You may have recently read about a teacher who was hospitalized and treated in Texas with four stents for an often fatal type of heart attack. His health insurance covered over $55,000 of the emergent stay while he was personally billed, repeatedly, for nearly $110,000. This unhealthy dose of inane irony of attempting to recover from a major life crisis while being further stressed, thereby undermining the triumphant medical care he received, by the financial worry is a redundant pattern taking place throughout the country all the time to varying degrees. It’s no surprise that due to early media involvement and likely imminent public uproar, the hospital system miraculously, but ambiguously, claimed he was eligible for a “financial assistance discount” which dropped his previously debt collection-bound inflated bill down to just below $800.
Without getting further into the weeds of this specific account, it should be noted this story resulted from a combination of surprise billing and balance billing which create loopholes in the health system and insurer in- and out-of-network dance ultimately leaving the “insured” consumer holding the bag. To learn more about the details of this situation, review the Kaiser Health News and NPR joint effort in their Bill of the Month series here.
The sad reality is when it comes to healthcare coverage, it tends to be the squeaky wheel that gets the grease. Insurers routinely use tactics of deny, deny, delay, delay because they know it exhausts patients and physicians and can alter behavior. Imagine being in excellent health and navigating the tedious, torturous fight. The flawed involvement and methods of these third parties literally banks on the fact that you will tire, tack on disease to the mix and many don’t have the will to do so. So they pay. In this instance, the health insurer paid $55,000 so it is not entirely to blame. However, the arbitrary nature of how a hospital bills and what insurers decide they wish to pay is an age-old battle and one way or another it is always the patient who pays.

### Source information

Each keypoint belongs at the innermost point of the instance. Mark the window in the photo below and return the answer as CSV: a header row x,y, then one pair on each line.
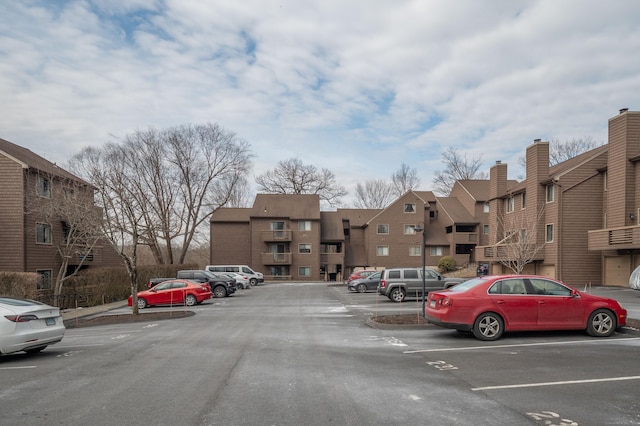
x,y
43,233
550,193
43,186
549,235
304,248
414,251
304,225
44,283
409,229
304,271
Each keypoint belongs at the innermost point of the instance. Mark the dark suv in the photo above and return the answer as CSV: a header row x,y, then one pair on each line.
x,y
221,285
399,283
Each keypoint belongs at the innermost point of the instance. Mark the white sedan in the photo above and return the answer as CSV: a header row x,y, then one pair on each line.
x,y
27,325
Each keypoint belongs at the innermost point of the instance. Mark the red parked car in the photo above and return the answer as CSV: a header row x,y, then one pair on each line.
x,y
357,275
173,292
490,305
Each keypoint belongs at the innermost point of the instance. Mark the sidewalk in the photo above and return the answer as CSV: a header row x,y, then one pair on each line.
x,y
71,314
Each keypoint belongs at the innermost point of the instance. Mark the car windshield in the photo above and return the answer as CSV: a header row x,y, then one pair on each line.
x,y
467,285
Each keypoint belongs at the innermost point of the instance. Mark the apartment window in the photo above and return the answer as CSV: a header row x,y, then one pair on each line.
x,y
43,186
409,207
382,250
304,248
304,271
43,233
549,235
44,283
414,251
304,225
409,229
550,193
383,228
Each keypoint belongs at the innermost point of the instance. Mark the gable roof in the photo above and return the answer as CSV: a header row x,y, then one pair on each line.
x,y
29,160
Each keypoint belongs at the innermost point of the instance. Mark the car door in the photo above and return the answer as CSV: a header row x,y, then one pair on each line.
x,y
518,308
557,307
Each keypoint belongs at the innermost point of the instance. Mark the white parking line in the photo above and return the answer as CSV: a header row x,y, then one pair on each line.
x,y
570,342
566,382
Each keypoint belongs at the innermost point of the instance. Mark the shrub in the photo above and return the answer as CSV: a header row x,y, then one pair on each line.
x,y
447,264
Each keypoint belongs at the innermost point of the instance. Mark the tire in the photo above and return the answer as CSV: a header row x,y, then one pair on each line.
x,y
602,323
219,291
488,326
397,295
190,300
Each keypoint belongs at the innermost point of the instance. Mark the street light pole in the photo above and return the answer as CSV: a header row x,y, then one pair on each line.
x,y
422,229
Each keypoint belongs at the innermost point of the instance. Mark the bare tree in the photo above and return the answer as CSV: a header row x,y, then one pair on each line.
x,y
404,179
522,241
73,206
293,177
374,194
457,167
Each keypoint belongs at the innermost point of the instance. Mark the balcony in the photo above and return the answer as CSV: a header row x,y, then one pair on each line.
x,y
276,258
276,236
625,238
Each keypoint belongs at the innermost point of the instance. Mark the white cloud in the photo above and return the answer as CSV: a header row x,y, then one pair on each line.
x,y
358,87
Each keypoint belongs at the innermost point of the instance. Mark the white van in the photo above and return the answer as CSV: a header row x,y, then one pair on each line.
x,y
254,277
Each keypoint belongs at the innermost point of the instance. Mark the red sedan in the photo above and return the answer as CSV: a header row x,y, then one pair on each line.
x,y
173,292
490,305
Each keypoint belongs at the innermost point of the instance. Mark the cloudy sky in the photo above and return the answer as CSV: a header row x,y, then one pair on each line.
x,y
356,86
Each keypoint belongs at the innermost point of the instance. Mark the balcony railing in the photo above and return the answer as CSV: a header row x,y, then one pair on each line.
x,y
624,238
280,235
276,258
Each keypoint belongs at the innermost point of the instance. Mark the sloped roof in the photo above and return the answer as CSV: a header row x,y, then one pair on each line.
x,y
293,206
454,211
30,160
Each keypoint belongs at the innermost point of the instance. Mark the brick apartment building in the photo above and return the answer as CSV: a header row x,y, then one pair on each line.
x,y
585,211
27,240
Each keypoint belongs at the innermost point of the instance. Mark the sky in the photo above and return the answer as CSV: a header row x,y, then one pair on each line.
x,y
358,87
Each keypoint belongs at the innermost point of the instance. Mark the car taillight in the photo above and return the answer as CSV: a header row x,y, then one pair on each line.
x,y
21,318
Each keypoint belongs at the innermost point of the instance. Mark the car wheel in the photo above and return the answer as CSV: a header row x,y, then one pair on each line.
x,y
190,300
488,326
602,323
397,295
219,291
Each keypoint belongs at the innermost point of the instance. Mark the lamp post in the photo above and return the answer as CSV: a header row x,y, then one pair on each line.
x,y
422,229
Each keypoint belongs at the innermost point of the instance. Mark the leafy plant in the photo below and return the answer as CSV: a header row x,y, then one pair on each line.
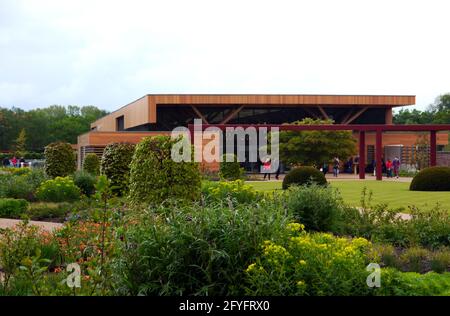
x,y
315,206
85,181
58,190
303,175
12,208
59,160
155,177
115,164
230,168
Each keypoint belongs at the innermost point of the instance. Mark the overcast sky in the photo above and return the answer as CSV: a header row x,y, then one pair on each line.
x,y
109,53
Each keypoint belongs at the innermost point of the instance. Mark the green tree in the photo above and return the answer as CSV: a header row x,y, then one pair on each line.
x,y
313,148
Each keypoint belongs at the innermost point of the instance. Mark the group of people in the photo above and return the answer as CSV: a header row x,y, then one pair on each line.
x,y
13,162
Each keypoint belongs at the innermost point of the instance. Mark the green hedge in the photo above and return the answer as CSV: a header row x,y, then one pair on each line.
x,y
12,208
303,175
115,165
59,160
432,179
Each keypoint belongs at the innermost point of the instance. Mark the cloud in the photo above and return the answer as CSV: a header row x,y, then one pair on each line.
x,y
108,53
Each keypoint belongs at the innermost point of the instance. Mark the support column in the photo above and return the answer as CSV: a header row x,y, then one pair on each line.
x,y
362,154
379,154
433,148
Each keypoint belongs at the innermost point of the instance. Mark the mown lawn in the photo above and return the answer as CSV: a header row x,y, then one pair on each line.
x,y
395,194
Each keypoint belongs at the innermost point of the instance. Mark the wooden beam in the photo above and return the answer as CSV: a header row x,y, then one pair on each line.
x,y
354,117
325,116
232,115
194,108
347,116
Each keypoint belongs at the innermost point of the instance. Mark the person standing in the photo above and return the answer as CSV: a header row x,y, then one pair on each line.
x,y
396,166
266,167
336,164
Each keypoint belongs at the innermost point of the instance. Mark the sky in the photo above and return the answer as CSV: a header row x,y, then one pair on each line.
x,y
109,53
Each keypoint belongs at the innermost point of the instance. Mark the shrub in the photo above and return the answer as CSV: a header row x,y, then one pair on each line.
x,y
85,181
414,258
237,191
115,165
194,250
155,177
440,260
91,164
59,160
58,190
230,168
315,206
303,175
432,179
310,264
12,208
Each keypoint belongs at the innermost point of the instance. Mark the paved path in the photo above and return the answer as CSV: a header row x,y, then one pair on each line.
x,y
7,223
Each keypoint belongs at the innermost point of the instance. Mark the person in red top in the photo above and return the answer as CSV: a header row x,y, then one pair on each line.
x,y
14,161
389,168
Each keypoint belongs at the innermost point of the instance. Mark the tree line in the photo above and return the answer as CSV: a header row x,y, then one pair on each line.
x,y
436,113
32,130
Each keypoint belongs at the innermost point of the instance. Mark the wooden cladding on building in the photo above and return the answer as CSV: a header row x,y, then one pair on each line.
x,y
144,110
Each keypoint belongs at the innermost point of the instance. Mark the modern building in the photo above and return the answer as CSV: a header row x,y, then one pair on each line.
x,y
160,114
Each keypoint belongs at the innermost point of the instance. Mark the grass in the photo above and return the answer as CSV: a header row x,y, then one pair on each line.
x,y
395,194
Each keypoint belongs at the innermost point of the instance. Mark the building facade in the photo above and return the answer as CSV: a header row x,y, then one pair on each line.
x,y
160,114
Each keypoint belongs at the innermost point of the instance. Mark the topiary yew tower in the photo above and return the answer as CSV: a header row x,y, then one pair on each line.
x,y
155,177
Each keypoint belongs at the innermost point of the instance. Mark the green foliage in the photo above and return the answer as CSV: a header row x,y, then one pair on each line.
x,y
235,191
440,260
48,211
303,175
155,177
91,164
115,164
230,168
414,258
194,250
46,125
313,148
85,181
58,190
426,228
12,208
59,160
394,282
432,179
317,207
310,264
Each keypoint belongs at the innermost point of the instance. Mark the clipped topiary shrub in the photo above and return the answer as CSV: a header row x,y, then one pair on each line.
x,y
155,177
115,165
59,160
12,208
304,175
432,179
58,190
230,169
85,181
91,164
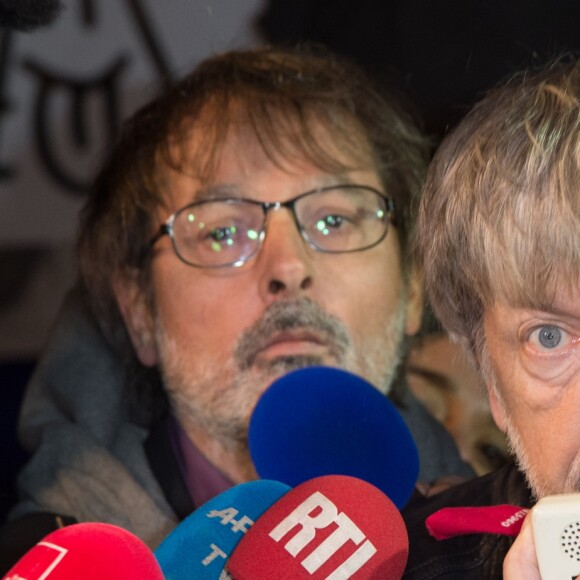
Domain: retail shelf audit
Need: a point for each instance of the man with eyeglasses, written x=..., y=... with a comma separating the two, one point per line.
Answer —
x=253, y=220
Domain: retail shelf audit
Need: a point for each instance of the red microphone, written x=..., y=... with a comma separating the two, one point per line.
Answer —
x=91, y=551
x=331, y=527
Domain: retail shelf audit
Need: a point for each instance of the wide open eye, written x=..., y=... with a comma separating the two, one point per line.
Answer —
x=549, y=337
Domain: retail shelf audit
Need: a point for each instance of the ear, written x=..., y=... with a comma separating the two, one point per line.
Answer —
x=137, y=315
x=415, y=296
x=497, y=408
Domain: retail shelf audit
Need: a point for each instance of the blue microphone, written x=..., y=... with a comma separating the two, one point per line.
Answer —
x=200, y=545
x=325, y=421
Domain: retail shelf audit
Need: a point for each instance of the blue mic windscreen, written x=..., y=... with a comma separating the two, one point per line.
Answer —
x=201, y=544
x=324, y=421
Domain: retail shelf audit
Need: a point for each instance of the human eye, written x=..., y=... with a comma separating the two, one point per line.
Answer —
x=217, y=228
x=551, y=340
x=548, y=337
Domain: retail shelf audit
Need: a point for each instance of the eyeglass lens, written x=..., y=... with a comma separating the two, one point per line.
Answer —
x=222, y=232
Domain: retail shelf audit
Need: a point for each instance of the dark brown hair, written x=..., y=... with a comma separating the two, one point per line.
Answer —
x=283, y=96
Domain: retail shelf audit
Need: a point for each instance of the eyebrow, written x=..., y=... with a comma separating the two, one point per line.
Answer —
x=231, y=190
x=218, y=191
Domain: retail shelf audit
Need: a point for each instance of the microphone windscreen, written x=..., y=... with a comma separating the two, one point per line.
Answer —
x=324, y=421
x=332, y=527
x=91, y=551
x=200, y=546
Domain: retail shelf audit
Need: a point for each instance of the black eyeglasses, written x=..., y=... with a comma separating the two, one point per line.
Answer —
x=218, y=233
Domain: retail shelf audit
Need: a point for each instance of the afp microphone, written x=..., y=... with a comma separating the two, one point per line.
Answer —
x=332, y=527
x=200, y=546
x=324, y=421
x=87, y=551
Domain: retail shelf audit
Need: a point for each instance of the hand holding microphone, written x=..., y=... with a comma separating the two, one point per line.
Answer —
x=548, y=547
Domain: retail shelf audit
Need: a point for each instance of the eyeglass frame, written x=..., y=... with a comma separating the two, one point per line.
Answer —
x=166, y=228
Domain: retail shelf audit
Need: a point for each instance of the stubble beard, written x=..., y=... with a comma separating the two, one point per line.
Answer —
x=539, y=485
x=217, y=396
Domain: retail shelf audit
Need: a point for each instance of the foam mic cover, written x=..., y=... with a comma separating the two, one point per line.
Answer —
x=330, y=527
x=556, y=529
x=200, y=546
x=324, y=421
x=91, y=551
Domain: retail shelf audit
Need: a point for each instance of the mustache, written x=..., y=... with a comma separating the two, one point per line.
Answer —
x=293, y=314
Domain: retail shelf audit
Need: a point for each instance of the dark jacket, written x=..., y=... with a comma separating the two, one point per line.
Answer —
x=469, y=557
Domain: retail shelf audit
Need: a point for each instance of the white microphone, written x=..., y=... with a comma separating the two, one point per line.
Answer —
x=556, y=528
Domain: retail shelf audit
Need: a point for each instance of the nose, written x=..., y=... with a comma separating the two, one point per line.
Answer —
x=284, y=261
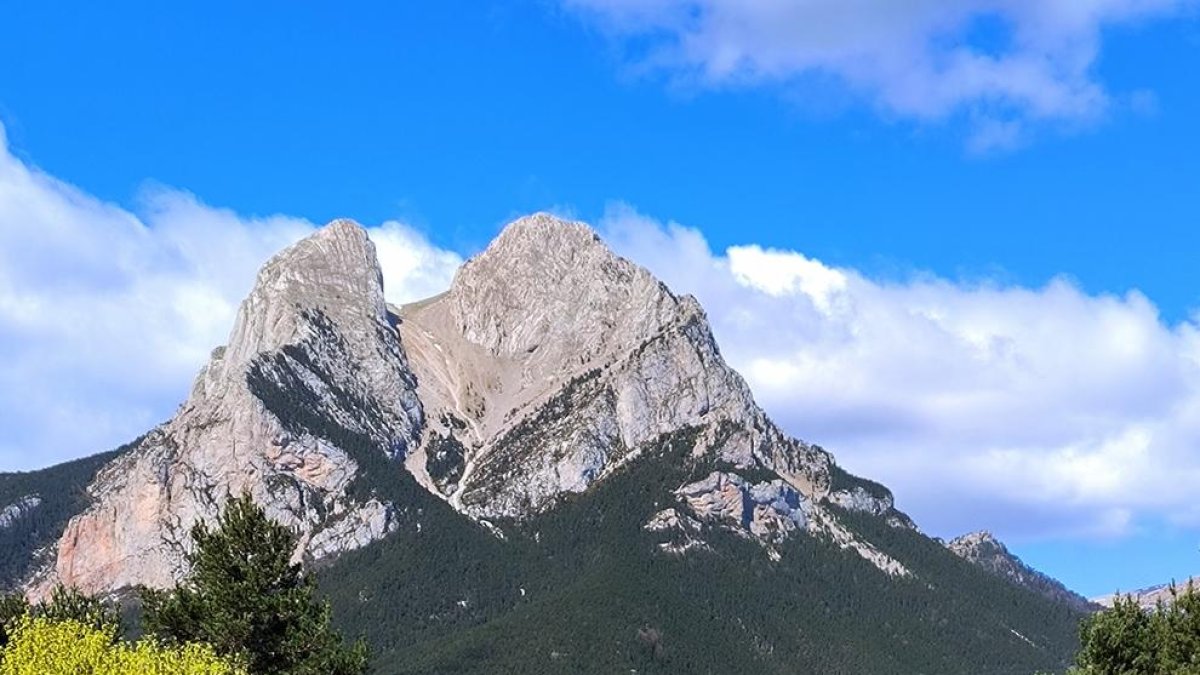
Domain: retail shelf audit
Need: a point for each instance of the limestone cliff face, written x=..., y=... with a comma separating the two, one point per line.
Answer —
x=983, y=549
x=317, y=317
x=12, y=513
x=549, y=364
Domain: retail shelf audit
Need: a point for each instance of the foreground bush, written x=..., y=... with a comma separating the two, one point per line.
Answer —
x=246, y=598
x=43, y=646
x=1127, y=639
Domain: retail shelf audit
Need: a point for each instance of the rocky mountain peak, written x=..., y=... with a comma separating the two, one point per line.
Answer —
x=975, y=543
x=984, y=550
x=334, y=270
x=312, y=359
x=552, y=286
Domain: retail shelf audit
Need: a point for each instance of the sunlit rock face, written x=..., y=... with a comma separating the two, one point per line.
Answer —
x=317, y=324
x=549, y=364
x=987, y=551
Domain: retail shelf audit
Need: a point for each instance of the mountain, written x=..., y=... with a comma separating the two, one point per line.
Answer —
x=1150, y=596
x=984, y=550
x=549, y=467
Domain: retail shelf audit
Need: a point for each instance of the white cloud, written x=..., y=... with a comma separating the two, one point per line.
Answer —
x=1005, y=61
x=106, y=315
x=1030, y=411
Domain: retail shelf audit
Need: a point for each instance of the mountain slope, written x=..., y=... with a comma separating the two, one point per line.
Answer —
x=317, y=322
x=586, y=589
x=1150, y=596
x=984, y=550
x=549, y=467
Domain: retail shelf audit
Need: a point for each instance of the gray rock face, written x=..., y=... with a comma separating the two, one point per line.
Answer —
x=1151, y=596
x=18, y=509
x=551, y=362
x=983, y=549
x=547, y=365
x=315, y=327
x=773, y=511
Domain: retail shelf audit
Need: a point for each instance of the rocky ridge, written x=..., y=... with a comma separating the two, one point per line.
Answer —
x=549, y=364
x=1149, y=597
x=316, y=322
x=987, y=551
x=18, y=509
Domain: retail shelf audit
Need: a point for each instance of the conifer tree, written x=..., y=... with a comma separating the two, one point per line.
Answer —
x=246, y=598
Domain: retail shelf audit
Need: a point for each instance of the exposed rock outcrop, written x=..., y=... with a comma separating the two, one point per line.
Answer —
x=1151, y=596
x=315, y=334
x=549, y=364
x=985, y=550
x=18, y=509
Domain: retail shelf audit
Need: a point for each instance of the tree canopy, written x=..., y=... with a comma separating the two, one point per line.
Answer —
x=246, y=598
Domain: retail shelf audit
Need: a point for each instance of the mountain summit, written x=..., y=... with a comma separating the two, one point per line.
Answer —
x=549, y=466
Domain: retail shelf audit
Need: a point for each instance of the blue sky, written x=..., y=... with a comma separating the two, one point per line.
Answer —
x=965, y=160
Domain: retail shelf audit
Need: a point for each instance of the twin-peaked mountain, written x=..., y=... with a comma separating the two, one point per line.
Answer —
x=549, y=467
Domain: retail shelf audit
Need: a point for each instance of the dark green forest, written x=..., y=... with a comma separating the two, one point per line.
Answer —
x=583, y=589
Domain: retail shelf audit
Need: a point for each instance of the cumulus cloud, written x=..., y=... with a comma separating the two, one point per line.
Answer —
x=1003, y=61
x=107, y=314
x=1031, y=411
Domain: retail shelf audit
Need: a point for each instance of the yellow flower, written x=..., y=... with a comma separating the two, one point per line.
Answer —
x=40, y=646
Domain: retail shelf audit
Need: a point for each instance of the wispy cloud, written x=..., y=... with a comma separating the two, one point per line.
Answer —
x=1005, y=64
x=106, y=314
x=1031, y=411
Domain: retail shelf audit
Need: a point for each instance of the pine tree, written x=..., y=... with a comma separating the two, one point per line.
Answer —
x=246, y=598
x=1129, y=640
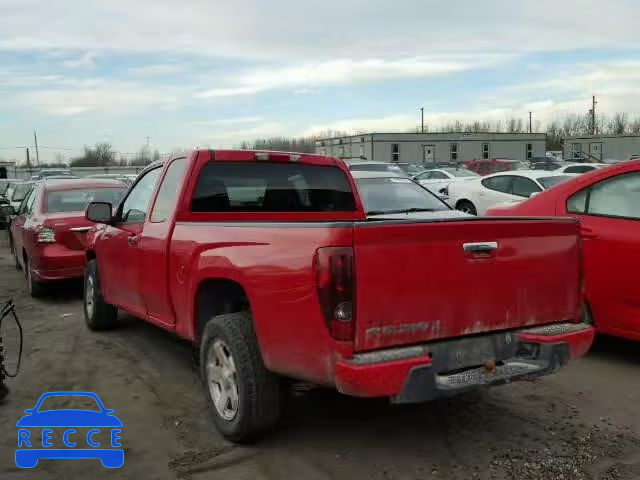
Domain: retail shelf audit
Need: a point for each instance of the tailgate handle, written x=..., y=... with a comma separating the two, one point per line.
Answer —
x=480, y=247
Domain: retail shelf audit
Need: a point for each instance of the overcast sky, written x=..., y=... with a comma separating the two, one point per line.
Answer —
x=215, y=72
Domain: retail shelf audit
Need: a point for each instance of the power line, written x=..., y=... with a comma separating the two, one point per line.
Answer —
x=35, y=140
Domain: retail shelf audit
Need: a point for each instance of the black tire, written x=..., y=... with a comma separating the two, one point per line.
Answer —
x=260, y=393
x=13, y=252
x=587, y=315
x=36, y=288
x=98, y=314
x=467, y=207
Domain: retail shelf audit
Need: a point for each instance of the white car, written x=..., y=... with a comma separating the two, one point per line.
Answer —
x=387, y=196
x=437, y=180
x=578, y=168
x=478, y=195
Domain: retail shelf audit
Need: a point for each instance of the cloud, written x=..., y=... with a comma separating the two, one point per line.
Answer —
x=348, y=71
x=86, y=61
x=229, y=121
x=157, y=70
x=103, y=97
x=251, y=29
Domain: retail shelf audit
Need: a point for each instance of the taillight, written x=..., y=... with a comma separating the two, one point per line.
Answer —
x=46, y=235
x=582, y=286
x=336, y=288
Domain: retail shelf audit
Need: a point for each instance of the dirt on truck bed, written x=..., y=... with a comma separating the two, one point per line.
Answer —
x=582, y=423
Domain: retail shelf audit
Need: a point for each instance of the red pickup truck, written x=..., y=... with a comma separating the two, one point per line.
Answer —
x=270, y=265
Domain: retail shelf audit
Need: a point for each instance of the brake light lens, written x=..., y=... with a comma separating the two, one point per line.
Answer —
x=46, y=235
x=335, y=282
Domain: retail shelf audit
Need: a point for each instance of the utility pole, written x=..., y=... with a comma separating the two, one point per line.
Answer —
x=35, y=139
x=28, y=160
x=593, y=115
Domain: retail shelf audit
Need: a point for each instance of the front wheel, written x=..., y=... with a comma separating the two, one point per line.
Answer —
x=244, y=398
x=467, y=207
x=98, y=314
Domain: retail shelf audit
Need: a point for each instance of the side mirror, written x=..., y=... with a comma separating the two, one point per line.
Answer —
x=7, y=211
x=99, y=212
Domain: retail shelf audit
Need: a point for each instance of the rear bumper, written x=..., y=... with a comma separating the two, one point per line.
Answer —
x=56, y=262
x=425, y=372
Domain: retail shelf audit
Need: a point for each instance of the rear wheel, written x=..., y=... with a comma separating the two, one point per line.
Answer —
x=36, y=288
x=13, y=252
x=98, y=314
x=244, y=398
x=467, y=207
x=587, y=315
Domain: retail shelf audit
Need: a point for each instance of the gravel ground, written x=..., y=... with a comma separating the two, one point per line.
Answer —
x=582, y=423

### Tasks to perform
A. Revise the passage on medical billing, beginning at the words "The sad reality" and stopping after "patient who pays.", so that "loudest voice" stands in place of "squeaky wheel".
B. Write the next few sentences of the passage on medical billing, picking up after its final sentence.
The entries were taken from a separate source.

### Answers to the exercise
A.
The sad reality is when it comes to healthcare coverage, it tends to be the loudest voice that gets the grease. Insurers routinely use tactics of deny, deny, delay, delay because they know it exhausts patients and physicians and can alter behavior. Imagine being in excellent health and navigating the tedious, torturous fight. The flawed involvement and methods of these third parties literally banks on the fact that you will tire, tack on disease to the mix and many don’t have the will to do so. So they pay. In this instance, the health insurer paid $55,000 so it is not entirely to blame. However, the arbitrary nature of how a hospital bills and what insurers decide they wish to pay is an age-old battle and one way or another it is always the patient who pays.

B.
The good news is you can win sometimes, often substantially. But, you have to be in the game. Persistence pays. Tenacity pays. Doing your homework on your own policy, hospital guidelines, local and state laws while performing comparison-shopping research all will benefit you in your negotiation. Social and mainstream media have proven of late to ignite a fire in resolution of such events - for better or worse. Don't forget, maintaining copious notes is a highly useful and worthwhile task.
In a fantasy utopian world, possessing an insurance card would actually mean you are covered for any and all eventualities in the health realm. As upsetting as it is to realize we don’t live in such a place, there can’t be meaningful progress until this is uniformly understood. Saying someone is insured does not equal no out-of-pocket expenses and can’t prevent exorbitant personal costs. Due to the universal lack of transparency in pricing, the ballooning of third party pieces of the pie and the challenges of anticipating charges, especially in urgent and emergent situations, patients are best positioned and empowered when they become their own advocates replete with a resolve that is fastidious, purposeful and well-informed.